BOFIT Viikkokatsaus / BOFIT Weekly 2018/34

The changes to the tax laws signed by president Putin early this month enter into force at the beginning of 2019. Although the value-added tax will generally rise from 18 % to 20 %, it will remain at 10 % for certain foods, children's goods, printed publications and pharmaceuticals. The economy ministry notes the full VAT rate applies to about three-quarters of goods and services. A zero VAT rate will be extended to cover domestic flights to and from the Russian Far East.

Excise taxes on alcoholic spirits and beer will remain unchanged next year, while the tobacco tax goes up by 10 %. Excise taxes on alcohol and tobacco will be adjusted in 2020−21 to keep up with the projected inflation rate, i.e. 4 % p.a., while taxes on tobacco products will go up slightly faster. Excise taxes on passenger cars will be adjusted for inflation. Taxes on motor fuels rise by 10 % next year from their level in the first half of this year (they have been reduced for the rest of this year to contain price increases). After 2019 they will be adjusted to roughly keep pace with inflation. Taxes on lower-grade gasolines, however, will remain unchanged in 2019−20 and the tax on heavy fuels used e.g. by cargo ships will stay at 0 % during 2019−21.

- [YOUR ASSIGNMENT] Print the whole note on Russia's 2019 tax changes exactly as it stands above, character for character.

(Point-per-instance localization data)
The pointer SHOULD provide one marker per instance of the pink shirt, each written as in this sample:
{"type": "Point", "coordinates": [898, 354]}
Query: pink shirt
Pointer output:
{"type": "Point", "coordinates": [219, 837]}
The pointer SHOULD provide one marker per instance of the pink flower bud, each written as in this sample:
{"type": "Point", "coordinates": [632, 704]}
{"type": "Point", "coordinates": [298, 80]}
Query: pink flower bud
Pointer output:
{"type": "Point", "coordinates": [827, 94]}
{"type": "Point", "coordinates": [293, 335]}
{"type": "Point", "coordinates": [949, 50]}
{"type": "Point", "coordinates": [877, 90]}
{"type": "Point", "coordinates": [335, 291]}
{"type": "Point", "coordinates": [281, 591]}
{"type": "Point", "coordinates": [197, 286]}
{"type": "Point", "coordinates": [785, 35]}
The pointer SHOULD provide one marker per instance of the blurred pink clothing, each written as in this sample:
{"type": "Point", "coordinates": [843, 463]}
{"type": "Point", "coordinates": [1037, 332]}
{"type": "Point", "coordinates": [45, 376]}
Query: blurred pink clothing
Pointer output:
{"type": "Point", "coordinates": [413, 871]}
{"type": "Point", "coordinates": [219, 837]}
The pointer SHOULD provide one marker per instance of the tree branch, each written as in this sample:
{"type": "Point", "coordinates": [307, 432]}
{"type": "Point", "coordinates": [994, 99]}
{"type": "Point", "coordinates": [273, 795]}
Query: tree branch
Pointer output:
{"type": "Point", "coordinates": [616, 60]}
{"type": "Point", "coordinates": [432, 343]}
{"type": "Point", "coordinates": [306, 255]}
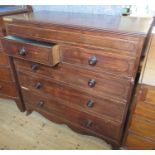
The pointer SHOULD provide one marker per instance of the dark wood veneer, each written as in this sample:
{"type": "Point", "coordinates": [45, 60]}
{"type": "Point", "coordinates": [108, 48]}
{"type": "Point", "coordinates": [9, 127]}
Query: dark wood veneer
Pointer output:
{"type": "Point", "coordinates": [89, 87]}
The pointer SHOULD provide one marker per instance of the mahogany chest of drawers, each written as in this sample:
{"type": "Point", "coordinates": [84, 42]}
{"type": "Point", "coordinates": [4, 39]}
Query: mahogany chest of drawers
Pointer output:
{"type": "Point", "coordinates": [77, 69]}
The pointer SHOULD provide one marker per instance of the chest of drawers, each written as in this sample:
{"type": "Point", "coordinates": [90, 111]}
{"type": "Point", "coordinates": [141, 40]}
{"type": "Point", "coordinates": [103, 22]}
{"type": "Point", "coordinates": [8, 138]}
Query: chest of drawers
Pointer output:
{"type": "Point", "coordinates": [75, 72]}
{"type": "Point", "coordinates": [8, 82]}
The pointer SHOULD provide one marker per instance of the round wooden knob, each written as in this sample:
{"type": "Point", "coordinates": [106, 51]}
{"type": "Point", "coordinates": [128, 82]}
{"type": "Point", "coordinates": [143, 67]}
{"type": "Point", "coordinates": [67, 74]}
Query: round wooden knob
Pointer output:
{"type": "Point", "coordinates": [38, 85]}
{"type": "Point", "coordinates": [90, 103]}
{"type": "Point", "coordinates": [91, 83]}
{"type": "Point", "coordinates": [40, 103]}
{"type": "Point", "coordinates": [22, 51]}
{"type": "Point", "coordinates": [92, 60]}
{"type": "Point", "coordinates": [88, 123]}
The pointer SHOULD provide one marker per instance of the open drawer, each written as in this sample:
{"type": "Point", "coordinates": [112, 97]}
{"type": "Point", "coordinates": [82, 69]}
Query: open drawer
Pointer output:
{"type": "Point", "coordinates": [28, 49]}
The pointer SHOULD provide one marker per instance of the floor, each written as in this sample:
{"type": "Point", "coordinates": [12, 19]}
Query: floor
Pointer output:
{"type": "Point", "coordinates": [34, 132]}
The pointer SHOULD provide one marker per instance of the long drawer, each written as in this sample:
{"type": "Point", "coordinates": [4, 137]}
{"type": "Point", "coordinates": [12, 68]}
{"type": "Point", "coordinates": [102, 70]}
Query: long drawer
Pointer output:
{"type": "Point", "coordinates": [28, 49]}
{"type": "Point", "coordinates": [99, 60]}
{"type": "Point", "coordinates": [92, 82]}
{"type": "Point", "coordinates": [124, 43]}
{"type": "Point", "coordinates": [6, 74]}
{"type": "Point", "coordinates": [8, 89]}
{"type": "Point", "coordinates": [72, 96]}
{"type": "Point", "coordinates": [101, 126]}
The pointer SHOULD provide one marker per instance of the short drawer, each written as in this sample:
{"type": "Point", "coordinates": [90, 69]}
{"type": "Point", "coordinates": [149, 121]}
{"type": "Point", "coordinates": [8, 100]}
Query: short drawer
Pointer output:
{"type": "Point", "coordinates": [8, 89]}
{"type": "Point", "coordinates": [3, 58]}
{"type": "Point", "coordinates": [90, 81]}
{"type": "Point", "coordinates": [101, 61]}
{"type": "Point", "coordinates": [45, 53]}
{"type": "Point", "coordinates": [72, 97]}
{"type": "Point", "coordinates": [101, 126]}
{"type": "Point", "coordinates": [6, 74]}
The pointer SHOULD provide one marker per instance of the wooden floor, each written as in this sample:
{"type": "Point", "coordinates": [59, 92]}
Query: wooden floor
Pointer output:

- [EXERCISE RESULT]
BOFIT Viikkokatsaus / BOFIT Weekly 2018/34

The changes to the tax laws signed by president Putin early this month enter into force at the beginning of 2019. Although the value-added tax will generally rise from 18 % to 20 %, it will remain at 10 % for certain foods, children's goods, printed publications and pharmaceuticals. The economy ministry notes the full VAT rate applies to about three-quarters of goods and services. A zero VAT rate will be extended to cover domestic flights to and from the Russian Far East.

Excise taxes on alcoholic spirits and beer will remain unchanged next year, while the tobacco tax goes up by 10 %. Excise taxes on alcohol and tobacco will be adjusted in 2020−21 to keep up with the projected inflation rate, i.e. 4 % p.a., while taxes on tobacco products will go up slightly faster. Excise taxes on passenger cars will be adjusted for inflation. Taxes on motor fuels rise by 10 % next year from their level in the first half of this year (they have been reduced for the rest of this year to contain price increases). After 2019 they will be adjusted to roughly keep pace with inflation. Taxes on lower-grade gasolines, however, will remain unchanged in 2019−20 and the tax on heavy fuels used e.g. by cargo ships will stay at 0 % during 2019−21.